__THE REQUEST__: Locate the line containing "cloud, with integer pixel coordinates.", then please write out that line and all the lines below it in the entries exactly.

[Collected data]

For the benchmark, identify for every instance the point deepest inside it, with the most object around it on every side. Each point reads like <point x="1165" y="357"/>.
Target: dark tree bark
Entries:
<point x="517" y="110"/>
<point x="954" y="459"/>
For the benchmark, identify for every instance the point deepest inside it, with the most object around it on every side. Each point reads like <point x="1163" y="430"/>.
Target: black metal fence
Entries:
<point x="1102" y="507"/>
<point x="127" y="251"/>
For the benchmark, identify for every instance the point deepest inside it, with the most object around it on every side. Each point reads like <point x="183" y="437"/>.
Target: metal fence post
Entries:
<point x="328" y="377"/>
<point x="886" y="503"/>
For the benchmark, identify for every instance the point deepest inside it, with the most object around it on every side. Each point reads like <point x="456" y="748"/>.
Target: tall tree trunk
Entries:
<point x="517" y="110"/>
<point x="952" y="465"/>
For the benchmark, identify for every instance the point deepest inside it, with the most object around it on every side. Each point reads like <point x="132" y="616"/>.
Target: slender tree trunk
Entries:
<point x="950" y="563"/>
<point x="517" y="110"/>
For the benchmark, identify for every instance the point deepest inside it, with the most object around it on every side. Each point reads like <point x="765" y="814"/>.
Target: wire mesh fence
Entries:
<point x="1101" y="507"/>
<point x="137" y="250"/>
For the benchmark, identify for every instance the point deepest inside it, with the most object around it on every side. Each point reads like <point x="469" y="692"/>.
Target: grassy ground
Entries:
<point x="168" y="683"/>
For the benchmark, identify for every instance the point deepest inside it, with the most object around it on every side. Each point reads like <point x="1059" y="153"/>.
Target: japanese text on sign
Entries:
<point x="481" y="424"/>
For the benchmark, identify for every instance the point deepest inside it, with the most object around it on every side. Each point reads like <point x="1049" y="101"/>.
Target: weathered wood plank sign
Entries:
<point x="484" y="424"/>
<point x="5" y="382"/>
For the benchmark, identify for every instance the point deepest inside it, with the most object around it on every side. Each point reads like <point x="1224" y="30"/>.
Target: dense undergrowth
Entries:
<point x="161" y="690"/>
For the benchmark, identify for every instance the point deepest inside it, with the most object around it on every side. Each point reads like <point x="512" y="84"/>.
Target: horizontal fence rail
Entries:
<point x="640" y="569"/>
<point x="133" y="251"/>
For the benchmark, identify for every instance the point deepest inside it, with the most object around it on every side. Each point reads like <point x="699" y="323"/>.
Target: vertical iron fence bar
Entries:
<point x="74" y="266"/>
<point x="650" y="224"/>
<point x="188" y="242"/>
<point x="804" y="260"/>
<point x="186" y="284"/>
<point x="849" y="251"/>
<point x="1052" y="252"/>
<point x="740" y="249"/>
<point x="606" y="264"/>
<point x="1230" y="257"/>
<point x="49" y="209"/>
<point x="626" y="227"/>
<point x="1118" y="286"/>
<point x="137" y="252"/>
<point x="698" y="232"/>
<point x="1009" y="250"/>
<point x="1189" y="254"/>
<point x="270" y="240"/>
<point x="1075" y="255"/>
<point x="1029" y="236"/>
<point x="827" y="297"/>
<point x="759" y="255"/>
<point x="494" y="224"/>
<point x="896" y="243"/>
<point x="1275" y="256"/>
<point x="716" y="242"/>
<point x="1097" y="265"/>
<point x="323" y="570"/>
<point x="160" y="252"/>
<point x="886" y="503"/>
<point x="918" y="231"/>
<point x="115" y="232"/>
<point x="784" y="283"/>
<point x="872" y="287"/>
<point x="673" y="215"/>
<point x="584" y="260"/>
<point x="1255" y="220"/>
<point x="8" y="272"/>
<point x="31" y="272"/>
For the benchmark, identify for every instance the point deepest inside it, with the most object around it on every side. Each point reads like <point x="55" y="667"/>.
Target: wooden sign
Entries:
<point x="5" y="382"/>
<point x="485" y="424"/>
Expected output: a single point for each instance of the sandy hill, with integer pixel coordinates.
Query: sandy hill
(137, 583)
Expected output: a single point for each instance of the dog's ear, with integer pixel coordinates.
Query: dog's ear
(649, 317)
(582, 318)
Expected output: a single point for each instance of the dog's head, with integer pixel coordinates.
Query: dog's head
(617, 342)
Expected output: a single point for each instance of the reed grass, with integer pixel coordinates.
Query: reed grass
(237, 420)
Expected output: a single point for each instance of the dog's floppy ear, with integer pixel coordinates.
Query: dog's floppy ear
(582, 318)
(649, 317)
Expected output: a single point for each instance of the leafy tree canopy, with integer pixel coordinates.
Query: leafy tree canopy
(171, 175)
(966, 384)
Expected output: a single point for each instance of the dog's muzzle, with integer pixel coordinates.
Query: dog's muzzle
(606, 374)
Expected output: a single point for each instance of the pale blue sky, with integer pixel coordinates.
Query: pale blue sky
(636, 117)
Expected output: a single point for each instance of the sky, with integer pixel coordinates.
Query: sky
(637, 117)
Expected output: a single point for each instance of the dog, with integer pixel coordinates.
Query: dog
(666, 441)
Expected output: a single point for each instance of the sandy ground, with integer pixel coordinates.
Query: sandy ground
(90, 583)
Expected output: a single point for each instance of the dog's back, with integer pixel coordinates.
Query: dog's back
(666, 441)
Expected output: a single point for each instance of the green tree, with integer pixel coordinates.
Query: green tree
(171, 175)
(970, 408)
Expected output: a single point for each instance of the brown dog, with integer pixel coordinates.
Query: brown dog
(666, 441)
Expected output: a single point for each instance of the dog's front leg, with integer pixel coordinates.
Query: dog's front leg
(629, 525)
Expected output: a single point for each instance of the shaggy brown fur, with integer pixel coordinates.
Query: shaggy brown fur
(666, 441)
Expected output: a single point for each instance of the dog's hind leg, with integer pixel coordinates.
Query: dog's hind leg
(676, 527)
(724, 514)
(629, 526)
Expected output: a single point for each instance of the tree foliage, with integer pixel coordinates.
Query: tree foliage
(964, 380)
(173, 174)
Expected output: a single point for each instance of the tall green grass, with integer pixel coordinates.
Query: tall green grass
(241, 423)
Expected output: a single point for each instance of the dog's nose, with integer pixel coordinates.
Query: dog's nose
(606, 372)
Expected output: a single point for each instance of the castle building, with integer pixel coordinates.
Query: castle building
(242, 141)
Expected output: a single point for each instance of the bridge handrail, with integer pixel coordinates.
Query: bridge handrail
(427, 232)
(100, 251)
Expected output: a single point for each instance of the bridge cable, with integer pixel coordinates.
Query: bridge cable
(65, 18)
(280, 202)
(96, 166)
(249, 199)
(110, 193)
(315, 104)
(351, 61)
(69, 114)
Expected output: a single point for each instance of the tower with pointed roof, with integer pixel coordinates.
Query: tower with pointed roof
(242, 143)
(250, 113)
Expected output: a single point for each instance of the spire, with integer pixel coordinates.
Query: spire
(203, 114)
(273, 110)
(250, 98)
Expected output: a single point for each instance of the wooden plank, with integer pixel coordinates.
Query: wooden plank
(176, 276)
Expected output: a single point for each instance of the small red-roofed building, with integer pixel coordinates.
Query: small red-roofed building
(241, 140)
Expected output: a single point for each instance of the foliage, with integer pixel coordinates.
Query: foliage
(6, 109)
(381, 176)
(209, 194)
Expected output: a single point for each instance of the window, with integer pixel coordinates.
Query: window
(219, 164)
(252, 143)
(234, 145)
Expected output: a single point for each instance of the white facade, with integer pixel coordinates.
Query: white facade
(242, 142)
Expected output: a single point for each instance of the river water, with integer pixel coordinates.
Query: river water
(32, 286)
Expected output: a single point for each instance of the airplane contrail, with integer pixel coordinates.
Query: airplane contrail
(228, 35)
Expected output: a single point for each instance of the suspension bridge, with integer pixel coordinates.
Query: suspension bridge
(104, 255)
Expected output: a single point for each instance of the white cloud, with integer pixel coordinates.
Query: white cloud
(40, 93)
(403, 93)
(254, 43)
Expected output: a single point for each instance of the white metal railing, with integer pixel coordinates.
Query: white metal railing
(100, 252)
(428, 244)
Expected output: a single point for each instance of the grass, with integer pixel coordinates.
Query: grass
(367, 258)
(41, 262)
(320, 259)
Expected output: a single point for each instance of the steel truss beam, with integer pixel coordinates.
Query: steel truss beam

__SOLVED PROBLEM__:
Expected output: a single point for each instance of the white cloud, with integer pixel coordinates.
Query: white cloud
(40, 93)
(403, 93)
(254, 43)
Expected output: a single point for each instance of the white metal railing, with integer pixel coordinates.
Query: white metal railing
(100, 252)
(428, 244)
Expected output: a single point for each instance of the grass, with integer pixel coordinates.
Query: grass
(367, 258)
(41, 262)
(320, 259)
Expected output: a single point for each instance of the steel truss beam, with integer pixel coordinates.
Query: steel truss beam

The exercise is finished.